TASK BRIEF: Locate each line in the items that contains the word "shirt", and copy those lines.

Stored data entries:
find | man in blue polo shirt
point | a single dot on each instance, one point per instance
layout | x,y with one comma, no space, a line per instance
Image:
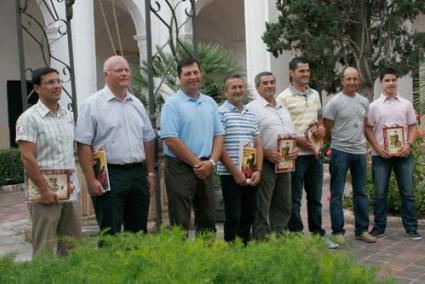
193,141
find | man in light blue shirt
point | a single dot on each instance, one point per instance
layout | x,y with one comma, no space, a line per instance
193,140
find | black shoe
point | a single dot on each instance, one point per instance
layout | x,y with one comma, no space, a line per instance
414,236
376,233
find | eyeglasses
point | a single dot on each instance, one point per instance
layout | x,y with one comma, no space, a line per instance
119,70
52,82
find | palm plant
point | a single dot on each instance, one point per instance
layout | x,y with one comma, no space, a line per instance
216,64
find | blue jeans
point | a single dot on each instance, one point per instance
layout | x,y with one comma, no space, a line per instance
...
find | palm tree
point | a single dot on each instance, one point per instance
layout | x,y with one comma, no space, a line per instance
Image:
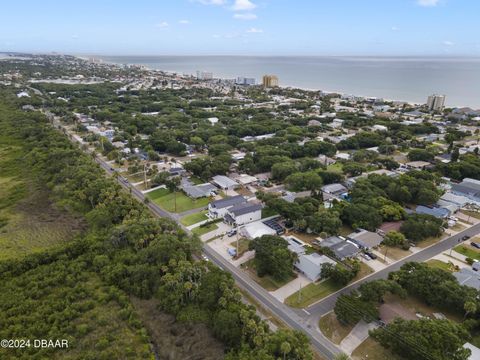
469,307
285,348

SOLUTION FOR THIS EXERCISE:
find | man in blue polo shirt
find | man in light blue shirt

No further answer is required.